◆ AIM OF THE EXERCISE
In the answer, transcribe exactly the lines from the beginning of the material through the line holding "Target: buffalo ear", and skip every picture.

***

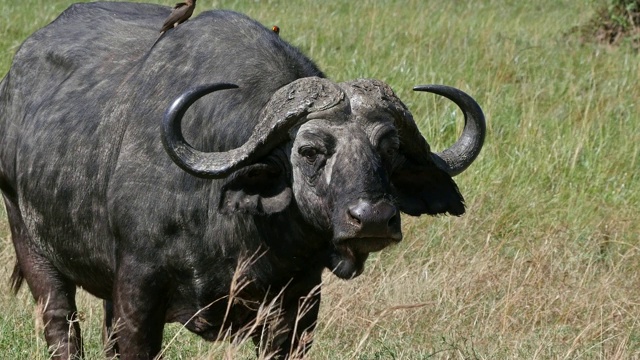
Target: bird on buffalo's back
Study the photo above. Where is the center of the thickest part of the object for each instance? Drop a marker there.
(181, 12)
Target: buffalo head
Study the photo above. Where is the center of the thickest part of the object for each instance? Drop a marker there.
(348, 157)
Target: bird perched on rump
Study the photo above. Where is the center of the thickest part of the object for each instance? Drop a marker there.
(181, 12)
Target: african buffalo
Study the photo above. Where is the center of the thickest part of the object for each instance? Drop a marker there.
(202, 178)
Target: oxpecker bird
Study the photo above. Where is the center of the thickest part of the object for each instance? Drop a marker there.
(181, 12)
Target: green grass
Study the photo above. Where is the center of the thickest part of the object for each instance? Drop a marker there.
(545, 263)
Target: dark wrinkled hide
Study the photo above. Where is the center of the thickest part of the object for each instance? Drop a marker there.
(94, 200)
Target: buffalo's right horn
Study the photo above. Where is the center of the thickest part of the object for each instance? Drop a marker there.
(460, 155)
(287, 107)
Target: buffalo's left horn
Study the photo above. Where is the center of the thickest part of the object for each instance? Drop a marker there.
(287, 107)
(460, 155)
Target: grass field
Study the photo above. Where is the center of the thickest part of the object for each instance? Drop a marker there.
(544, 265)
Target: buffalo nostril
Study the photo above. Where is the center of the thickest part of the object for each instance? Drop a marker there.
(375, 218)
(355, 214)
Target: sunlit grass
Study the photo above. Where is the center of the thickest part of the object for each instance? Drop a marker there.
(543, 265)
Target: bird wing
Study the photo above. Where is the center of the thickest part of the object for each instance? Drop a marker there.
(179, 14)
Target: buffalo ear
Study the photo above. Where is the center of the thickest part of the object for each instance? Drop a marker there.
(425, 189)
(258, 189)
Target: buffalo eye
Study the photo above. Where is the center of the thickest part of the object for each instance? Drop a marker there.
(309, 153)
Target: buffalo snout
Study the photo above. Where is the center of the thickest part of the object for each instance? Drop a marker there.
(372, 222)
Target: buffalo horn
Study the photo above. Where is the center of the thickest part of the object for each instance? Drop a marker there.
(286, 109)
(460, 155)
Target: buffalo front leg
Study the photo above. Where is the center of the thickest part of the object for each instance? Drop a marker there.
(108, 331)
(139, 310)
(53, 292)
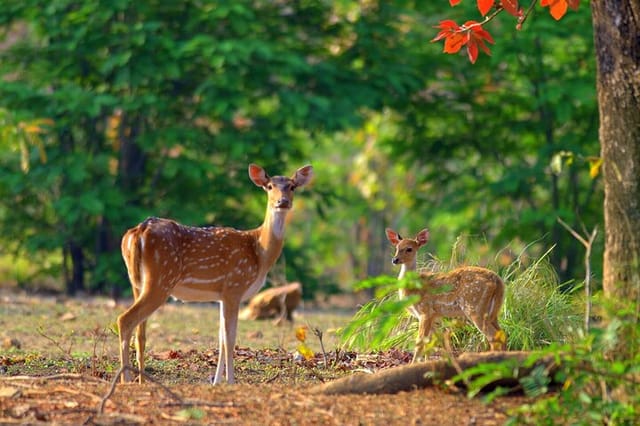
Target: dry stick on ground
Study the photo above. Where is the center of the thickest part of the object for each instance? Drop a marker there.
(134, 371)
(420, 375)
(318, 333)
(175, 396)
(61, 376)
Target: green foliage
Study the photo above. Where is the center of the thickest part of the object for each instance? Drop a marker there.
(380, 323)
(536, 312)
(156, 109)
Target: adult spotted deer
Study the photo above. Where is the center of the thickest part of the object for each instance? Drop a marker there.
(165, 258)
(470, 292)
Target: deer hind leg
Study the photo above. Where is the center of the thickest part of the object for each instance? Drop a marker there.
(134, 317)
(141, 341)
(424, 329)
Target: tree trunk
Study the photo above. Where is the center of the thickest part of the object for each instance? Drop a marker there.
(616, 26)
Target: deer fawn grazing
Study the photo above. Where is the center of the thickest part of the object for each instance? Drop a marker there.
(165, 258)
(470, 292)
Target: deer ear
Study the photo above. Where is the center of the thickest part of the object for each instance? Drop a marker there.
(393, 237)
(303, 175)
(258, 175)
(422, 237)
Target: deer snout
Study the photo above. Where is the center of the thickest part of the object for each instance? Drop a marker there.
(283, 203)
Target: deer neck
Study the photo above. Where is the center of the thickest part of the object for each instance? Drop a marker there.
(270, 237)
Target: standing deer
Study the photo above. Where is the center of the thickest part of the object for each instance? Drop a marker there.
(165, 258)
(470, 292)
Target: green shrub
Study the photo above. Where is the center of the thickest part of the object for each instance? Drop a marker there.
(535, 313)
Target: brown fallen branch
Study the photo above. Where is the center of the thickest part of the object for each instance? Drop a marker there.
(424, 374)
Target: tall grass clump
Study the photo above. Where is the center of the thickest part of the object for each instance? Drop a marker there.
(535, 312)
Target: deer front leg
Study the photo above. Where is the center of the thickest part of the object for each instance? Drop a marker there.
(144, 306)
(227, 340)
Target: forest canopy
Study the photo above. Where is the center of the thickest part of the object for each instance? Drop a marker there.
(112, 112)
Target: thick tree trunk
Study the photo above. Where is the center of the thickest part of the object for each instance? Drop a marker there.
(75, 280)
(616, 26)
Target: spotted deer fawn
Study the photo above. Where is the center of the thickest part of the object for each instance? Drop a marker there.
(470, 292)
(165, 258)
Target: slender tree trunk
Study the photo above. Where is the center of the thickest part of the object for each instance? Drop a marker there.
(75, 282)
(616, 26)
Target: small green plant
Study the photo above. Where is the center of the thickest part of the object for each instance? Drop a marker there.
(381, 323)
(592, 383)
(536, 312)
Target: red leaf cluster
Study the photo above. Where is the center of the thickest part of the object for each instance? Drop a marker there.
(558, 8)
(471, 34)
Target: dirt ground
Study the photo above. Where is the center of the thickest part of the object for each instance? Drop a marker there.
(59, 360)
(79, 400)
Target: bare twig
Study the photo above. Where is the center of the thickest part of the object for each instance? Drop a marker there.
(318, 333)
(63, 376)
(116, 378)
(588, 244)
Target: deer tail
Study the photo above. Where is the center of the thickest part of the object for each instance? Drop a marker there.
(496, 300)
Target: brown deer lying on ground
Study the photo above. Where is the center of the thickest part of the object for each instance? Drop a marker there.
(470, 292)
(275, 302)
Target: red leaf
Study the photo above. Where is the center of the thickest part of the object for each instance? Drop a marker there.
(484, 6)
(512, 7)
(557, 8)
(448, 28)
(472, 51)
(454, 43)
(476, 37)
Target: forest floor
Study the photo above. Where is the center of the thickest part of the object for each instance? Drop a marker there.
(59, 360)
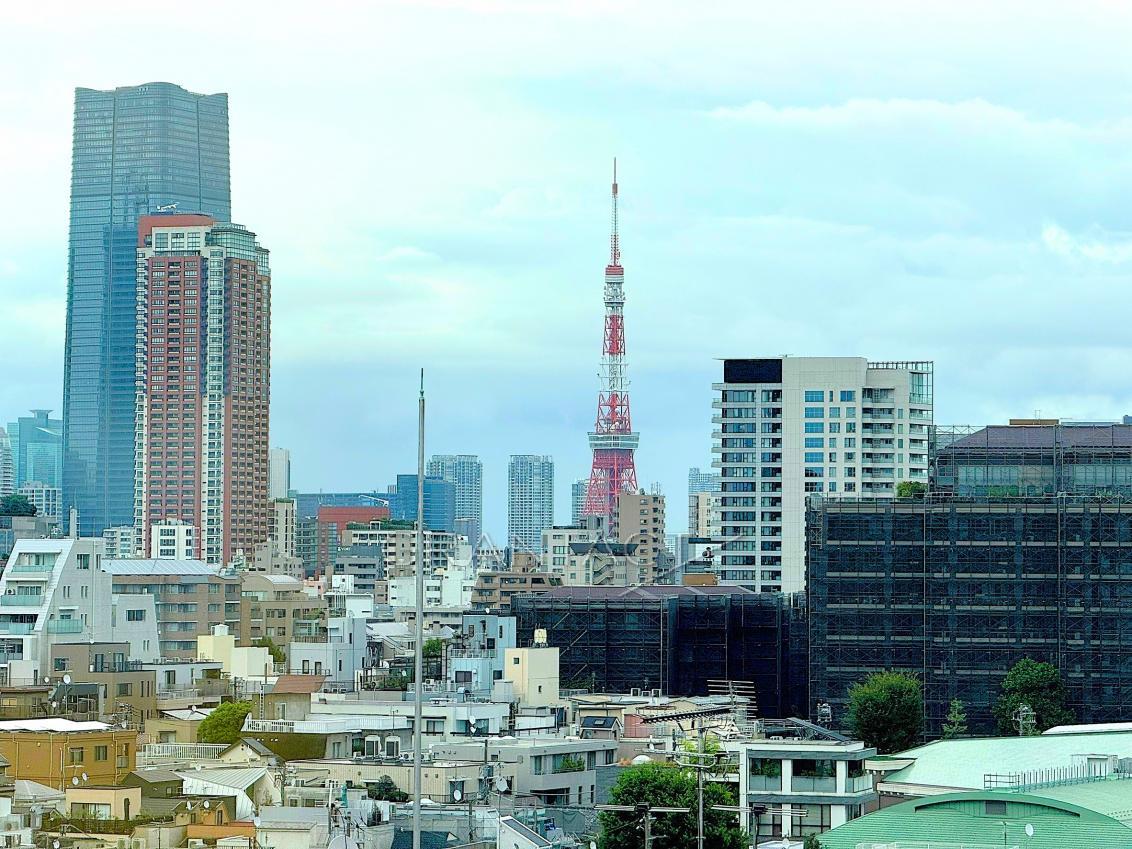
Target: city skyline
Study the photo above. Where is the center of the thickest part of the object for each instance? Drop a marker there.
(984, 236)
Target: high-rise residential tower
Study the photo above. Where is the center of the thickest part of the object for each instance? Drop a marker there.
(577, 490)
(530, 500)
(7, 465)
(790, 427)
(36, 448)
(135, 149)
(612, 438)
(279, 473)
(465, 473)
(204, 382)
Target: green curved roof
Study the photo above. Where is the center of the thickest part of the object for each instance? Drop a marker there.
(1095, 814)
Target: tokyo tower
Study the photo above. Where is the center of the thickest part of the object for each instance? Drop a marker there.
(612, 438)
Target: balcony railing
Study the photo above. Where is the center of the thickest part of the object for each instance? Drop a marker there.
(65, 626)
(156, 754)
(22, 600)
(171, 695)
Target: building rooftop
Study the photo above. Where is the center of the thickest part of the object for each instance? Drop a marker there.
(640, 593)
(159, 567)
(962, 764)
(1047, 436)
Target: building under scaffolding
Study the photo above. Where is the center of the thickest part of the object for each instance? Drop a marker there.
(1021, 548)
(674, 639)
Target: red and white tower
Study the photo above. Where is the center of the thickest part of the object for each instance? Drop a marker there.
(612, 438)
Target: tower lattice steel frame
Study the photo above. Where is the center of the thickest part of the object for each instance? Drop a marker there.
(612, 438)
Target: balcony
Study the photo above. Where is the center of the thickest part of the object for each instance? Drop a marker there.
(22, 600)
(756, 783)
(65, 626)
(813, 783)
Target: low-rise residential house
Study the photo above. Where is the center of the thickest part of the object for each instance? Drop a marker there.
(552, 770)
(191, 598)
(277, 607)
(819, 774)
(52, 751)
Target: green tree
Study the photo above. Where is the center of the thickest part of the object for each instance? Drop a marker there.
(667, 786)
(223, 725)
(277, 654)
(1039, 685)
(955, 725)
(910, 489)
(385, 790)
(886, 711)
(16, 505)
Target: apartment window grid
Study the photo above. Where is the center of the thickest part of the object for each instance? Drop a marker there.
(883, 439)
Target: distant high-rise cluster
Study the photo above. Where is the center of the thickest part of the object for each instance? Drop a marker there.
(530, 500)
(465, 473)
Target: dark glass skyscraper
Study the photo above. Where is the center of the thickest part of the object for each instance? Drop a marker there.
(135, 149)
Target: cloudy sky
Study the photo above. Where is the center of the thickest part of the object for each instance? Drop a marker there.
(895, 180)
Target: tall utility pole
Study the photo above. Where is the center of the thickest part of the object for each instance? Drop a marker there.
(645, 812)
(419, 654)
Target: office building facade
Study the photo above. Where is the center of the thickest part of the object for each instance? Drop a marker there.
(530, 500)
(204, 382)
(674, 639)
(135, 149)
(787, 428)
(37, 448)
(439, 502)
(465, 473)
(1021, 548)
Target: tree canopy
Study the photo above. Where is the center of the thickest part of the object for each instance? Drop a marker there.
(1038, 685)
(223, 725)
(16, 505)
(886, 711)
(669, 786)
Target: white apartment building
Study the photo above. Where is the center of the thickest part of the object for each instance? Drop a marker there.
(279, 473)
(172, 540)
(399, 548)
(787, 428)
(46, 499)
(54, 591)
(530, 500)
(556, 542)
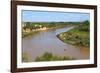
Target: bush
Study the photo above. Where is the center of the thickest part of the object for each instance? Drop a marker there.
(50, 57)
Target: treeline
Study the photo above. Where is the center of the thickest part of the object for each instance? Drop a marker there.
(37, 25)
(79, 36)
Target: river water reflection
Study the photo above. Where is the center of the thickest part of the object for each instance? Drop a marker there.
(46, 41)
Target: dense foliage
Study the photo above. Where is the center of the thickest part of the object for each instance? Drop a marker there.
(77, 36)
(50, 57)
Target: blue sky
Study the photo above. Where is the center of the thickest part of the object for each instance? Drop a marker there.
(50, 16)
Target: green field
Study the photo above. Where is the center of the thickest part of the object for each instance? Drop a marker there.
(78, 36)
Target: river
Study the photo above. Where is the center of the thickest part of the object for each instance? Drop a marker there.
(47, 41)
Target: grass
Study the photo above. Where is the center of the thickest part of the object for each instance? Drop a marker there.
(78, 36)
(50, 57)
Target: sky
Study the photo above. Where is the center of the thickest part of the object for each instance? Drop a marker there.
(50, 16)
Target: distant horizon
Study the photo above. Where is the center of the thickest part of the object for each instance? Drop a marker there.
(51, 16)
(53, 21)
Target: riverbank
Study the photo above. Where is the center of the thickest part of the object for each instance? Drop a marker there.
(29, 32)
(78, 36)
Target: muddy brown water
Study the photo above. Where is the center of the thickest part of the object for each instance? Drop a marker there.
(46, 41)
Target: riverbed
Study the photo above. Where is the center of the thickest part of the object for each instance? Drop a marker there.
(47, 41)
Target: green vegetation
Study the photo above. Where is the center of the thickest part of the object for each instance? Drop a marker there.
(28, 28)
(50, 57)
(78, 36)
(24, 57)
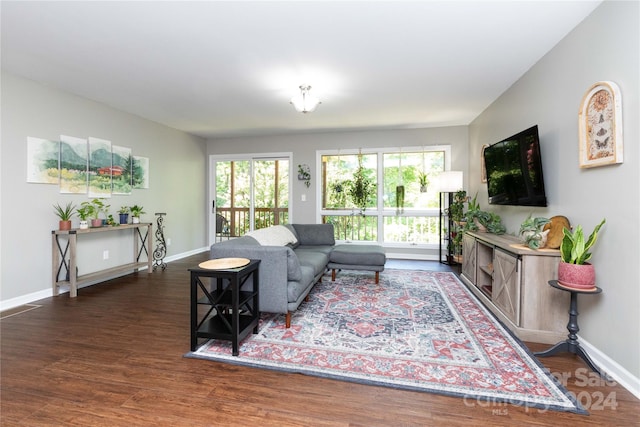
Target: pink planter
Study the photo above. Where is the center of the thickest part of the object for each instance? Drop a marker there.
(577, 276)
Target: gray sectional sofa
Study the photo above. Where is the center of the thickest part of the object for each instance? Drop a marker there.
(294, 254)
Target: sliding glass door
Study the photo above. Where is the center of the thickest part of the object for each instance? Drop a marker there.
(249, 193)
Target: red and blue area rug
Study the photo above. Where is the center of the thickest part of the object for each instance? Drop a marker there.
(417, 330)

***

◆ RESPONSE FOR THIS EXERCISE
Target: bird on buffalo's back
Study the photo above. Where is the center of the thickest part of the object for each instance? Drop a marker there.
(181, 12)
Target: buffalo head
Study the photo above. Where is the center of the thickest part of the object for each instance? Drop a marker there.
(348, 157)
Target: bird perched on rump
Study the photo above. Where is the center of the thickest part of the object for each instance? Drop a marker there.
(181, 12)
Target: african buffalo
Study the photo above. Where is the center of the thickest part of the object for each instance? Drop a marker there.
(202, 178)
Target: oxpecker bird
Study the photo above. Where is the center of the thickest part of the object for each instance? Drop a marker there.
(181, 12)
Target: green grass
Study the photo above. Where is the center of the thickest part of the object for each instance? Drop a marker there.
(545, 263)
Target: dark wrinkled hide
Study the photo above. Where is the center of the thickest part of the object for each instance? Drop a marker there.
(94, 200)
Target: buffalo's right horn
Study the photo above. Where is the center of the thickest part of the object for each instance? Drop a marker there.
(460, 155)
(287, 107)
Target: buffalo's left horn
Study the photo above. Where is the center of the thickest part of the object for each instance? Drop a marker there.
(287, 107)
(460, 155)
Target: grass field
Study the photo above. Where is the center of the thickest part of the object for each instance? Drop a marker there.
(544, 265)
Target: buffalo nostril
Study the photo above. Where is the center of the thickest part of the object for each instance? Drop a marker there.
(375, 218)
(355, 214)
Target: sunlit grass
Study the photo above. Where is the center of the thickest part of the object for each instance? Drop a marker there.
(543, 265)
Target: bird wing
Study the photo above. Where is the center of the thickest part of the object for each instance? Drop a marker there.
(179, 14)
Target: buffalo ear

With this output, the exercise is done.